Problem
Reproduce every line of the entries below verbatim, changing nothing.

Data entries:
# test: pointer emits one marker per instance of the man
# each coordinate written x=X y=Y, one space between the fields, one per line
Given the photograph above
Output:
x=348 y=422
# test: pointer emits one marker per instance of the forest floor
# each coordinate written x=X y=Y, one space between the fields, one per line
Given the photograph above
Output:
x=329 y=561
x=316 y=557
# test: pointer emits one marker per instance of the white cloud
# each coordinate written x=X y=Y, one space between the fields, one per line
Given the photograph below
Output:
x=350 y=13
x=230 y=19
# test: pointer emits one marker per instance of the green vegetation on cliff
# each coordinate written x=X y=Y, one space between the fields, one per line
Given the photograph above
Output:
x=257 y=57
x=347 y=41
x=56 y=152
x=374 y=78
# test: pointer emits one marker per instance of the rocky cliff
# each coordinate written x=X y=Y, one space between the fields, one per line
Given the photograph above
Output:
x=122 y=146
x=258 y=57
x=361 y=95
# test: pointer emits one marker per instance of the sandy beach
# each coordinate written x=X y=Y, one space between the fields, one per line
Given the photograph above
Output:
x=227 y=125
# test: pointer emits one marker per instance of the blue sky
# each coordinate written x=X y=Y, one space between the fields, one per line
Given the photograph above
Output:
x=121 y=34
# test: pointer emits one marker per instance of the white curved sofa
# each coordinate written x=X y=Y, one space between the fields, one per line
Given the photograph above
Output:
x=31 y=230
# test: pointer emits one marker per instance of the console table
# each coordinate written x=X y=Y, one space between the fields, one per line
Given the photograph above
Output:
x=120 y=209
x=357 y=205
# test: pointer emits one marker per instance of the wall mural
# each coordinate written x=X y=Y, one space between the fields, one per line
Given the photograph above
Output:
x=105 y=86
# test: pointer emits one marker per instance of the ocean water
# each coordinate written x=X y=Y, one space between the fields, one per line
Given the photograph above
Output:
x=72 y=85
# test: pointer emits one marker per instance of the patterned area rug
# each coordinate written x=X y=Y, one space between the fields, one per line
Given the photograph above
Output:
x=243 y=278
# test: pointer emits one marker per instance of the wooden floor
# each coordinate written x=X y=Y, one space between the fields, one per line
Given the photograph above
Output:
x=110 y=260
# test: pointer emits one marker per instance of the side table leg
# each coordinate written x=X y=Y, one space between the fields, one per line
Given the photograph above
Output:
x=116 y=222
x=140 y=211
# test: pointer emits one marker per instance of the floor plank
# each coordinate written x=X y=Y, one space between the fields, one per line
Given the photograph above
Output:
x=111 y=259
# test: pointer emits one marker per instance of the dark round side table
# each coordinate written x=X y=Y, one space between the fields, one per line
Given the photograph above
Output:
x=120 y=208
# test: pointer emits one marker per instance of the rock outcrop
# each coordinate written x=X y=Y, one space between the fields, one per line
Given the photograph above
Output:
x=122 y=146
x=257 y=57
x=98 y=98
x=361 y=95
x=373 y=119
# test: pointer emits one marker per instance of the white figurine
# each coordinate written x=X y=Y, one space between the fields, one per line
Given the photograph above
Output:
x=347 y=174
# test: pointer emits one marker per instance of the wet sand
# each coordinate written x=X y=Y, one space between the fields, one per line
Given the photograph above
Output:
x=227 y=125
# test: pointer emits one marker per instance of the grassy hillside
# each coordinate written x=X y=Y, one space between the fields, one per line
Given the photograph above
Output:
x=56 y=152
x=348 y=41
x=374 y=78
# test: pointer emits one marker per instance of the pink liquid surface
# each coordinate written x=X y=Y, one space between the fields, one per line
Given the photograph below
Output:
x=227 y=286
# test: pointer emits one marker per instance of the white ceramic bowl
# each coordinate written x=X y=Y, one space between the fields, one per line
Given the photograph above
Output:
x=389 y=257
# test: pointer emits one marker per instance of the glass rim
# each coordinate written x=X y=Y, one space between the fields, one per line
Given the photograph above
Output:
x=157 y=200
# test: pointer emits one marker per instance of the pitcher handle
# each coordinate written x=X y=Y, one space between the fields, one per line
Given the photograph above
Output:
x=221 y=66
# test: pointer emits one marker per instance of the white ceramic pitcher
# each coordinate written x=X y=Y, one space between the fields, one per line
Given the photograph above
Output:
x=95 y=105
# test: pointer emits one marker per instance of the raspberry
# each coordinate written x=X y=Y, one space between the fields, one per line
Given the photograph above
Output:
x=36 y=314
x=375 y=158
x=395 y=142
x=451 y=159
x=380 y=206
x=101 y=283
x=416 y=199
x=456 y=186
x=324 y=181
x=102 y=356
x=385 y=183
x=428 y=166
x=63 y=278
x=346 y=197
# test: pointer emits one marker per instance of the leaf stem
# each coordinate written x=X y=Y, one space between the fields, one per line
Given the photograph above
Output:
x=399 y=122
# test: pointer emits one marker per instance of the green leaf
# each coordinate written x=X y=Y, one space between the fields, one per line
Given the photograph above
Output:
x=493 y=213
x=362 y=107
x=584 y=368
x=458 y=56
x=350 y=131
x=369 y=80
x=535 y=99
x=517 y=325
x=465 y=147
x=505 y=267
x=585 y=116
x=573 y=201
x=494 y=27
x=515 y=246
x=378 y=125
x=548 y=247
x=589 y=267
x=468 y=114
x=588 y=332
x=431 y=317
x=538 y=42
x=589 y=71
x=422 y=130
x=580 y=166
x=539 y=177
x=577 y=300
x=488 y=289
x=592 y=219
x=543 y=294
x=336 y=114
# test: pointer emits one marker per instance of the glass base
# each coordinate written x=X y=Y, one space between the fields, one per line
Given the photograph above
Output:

Correct output
# test: pointer emits one marker per instance of the man
# each coordinate written x=X y=Y, one space between the fields, one per line
Given the photograph above
Output:
x=348 y=422
# test: pointer emits one marker per instance of the forest floor
# each coordinate written x=X y=Y, one space between the fields, one per line
Given the photograph above
Output:
x=329 y=561
x=316 y=557
# test: pointer emits one marker per instance of the white cloud
# each coordinate written x=X y=Y, one space between the fields, one per line
Given the photograph below
Output:
x=350 y=13
x=230 y=19
# test: pointer emits one marker per instance of the green vegetation on cliff
# each coordinate written x=X y=Y, one space between the fields, one per line
Given the photograph above
Output:
x=257 y=57
x=347 y=41
x=56 y=152
x=374 y=78
# test: pointer emits one marker per instance of the rocky cliff
# each coordinate written x=X y=Y, one space between the fields, one per line
Given the photograph above
Output:
x=122 y=146
x=258 y=57
x=361 y=95
# test: pointer emits one marker per instance of the sandy beach
# each coordinate written x=X y=Y, one space between the fields, one per line
Given the photograph above
Output:
x=227 y=125
# test: pointer emits one marker per instance of the blue sky
# each coordinate written x=X y=Y, one space between the fields, one per line
Given the photograph above
Output:
x=121 y=34
# test: pointer emits one marker per instance of the white curved sofa
# each coordinate written x=X y=Y, one space between the fields, one per line
Given the photograph above
Output:
x=31 y=230
# test: pointer emits one marker per instance of the console table
# each coordinate written x=X y=Y, one space between the fields, one per line
Given the photograph above
Output:
x=120 y=209
x=357 y=205
# test: pointer emits one marker per instance of the wall mural
# each coordinate written x=X y=Y, one space between the fields, one per line
Given the photograph above
Output:
x=105 y=86
# test: pointer emits one marker per instance of the ocean water
# each coordinate written x=X y=Y, one space between the fields, one per line
Given the photograph above
Output:
x=72 y=85
# test: pointer emits one marker per instance of the patterned area rug
# each coordinate written x=X y=Y, one space between the fields, one per line
Given the photograph above
Output:
x=243 y=278
# test: pointer emits one marker per instance of the wooden floor
# each coordinate written x=X y=Y, one space between the fields, one per line
Given the photograph above
Output:
x=110 y=260
# test: pointer emits one marker per instance of the side table leg
# each coordinate written x=X y=Y, one space between the fields, one per line
Given the photograph above
Output:
x=116 y=222
x=140 y=211
# test: pointer emits one marker per instance of the floor plank
# each coordinate written x=X y=Y, one space between the fields, one per line
Given the photograph above
Output:
x=111 y=259
# test: pointer emits one marker per instance of the dark round side table
# each coordinate written x=X y=Y, one space between the fields, one per line
Given the photograph above
Output:
x=120 y=208
# test: pointer emits one marker per instance of the rock outcrop
# each coordinate written x=X y=Y, one space between the fields, one per line
Given the photograph above
Output:
x=122 y=146
x=257 y=57
x=98 y=98
x=361 y=95
x=373 y=119
# test: pointer emits one marker per instance of the white figurine
# each coordinate written x=X y=Y, one space between the fields, one per line
Given the photograph above
Output:
x=347 y=174
# test: pointer emits one marker per instance of the wet sand
# each coordinate written x=X y=Y, one space between the fields, one per line
Given the photograph above
Output:
x=227 y=125
# test: pointer emits one marker per instance of the grassy hillside
# each coordinate written x=X y=Y, one space between the fields, one per line
Given the photograph above
Output:
x=56 y=152
x=348 y=41
x=374 y=78
# test: pointer emits one marker per instance of the pink liquid surface
# each coordinate written x=X y=Y, one space between the fields, one per line
Given the photograph below
Output:
x=227 y=286
# test: pointer emits one marker per instance of the white ceramic bowl
# each coordinate written x=X y=Y, one space between the fields, one per line
Given the photograph above
Output:
x=389 y=257
# test: pointer emits one marker per instance of the glass rim
# each coordinate written x=X y=Y, one space between the fields, one per line
Given the photograph above
Output:
x=157 y=200
# test: pointer emits one marker per instance of the pitcher handle
# each coordinate written x=X y=Y, one space between the fields, one per line
Given the photograph above
Output:
x=221 y=66
# test: pointer emits one marker per instance of the white ceramic pitcher
# each coordinate written x=X y=Y, one space between the fields, one per line
Given the photograph above
Output:
x=95 y=105
# test: pointer emits one marker per instance of the raspberry
# each coordinate written x=X y=Y, one space between the fields, one per line
Given the photograph above
Output:
x=36 y=314
x=375 y=158
x=395 y=142
x=451 y=159
x=380 y=206
x=101 y=283
x=416 y=199
x=456 y=186
x=324 y=181
x=102 y=356
x=385 y=183
x=428 y=166
x=63 y=278
x=346 y=197
# test: pointer emits one marker per instance of the leaf stem
# each coordinate written x=X y=Y, one space between the fields, one per line
Given the photograph above
Output:
x=399 y=122
# test: pointer emits one marker per instance of the green leaf
# each coordinate written x=X y=Y, one space between the fields, one per line
Given the photograph above
Output:
x=493 y=213
x=362 y=107
x=584 y=368
x=458 y=56
x=350 y=131
x=369 y=80
x=535 y=99
x=517 y=325
x=465 y=147
x=505 y=267
x=585 y=116
x=573 y=201
x=494 y=27
x=515 y=246
x=378 y=125
x=548 y=247
x=589 y=267
x=468 y=114
x=588 y=332
x=431 y=317
x=538 y=42
x=589 y=71
x=422 y=130
x=580 y=166
x=539 y=177
x=577 y=300
x=488 y=289
x=592 y=219
x=543 y=294
x=336 y=114
# test: pointer emits one marker per instance of the glass base
# each coordinate written x=X y=Y, one space between the fields, one per line
Given the photograph above
Output:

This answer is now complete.